- **WRITTEN INSTRUCTION**
Duplicate the lines starting at the line that contains "Scan for skier in the frame." and ending at the end of the rows, with both ends included.

─── RECORDS TO USE ───

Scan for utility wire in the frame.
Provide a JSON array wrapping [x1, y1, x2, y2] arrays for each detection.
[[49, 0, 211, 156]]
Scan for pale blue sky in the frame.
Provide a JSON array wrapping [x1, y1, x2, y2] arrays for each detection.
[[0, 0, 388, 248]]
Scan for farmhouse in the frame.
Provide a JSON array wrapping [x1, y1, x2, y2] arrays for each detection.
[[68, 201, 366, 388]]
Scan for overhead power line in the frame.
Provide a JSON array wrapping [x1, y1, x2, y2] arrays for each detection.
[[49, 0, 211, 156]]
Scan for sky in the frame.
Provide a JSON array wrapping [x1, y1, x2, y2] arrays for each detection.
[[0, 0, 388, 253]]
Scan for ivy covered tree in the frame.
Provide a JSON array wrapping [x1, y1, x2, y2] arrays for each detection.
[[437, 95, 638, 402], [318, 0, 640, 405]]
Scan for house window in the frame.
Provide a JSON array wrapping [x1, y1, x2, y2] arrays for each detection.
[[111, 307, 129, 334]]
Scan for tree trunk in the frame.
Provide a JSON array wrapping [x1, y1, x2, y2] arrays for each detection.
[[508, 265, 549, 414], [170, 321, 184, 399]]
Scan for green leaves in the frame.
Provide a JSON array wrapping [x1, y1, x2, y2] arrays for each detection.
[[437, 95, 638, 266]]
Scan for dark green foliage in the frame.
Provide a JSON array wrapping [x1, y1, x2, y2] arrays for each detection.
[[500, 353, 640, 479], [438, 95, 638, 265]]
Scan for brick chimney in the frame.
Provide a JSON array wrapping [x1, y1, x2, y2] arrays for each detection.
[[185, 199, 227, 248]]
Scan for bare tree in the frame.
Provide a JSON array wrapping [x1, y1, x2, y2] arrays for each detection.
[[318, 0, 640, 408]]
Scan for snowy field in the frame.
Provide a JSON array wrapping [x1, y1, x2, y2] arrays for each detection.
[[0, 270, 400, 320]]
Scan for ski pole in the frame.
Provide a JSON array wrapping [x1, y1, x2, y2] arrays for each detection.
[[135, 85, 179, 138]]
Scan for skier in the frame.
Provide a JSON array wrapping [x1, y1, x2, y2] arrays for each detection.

───

- **COMPLETE ANSWER**
Scan for skier in the frame.
Provide a JSON array wrapping [x1, y1, x2, y2] arrays for each detection.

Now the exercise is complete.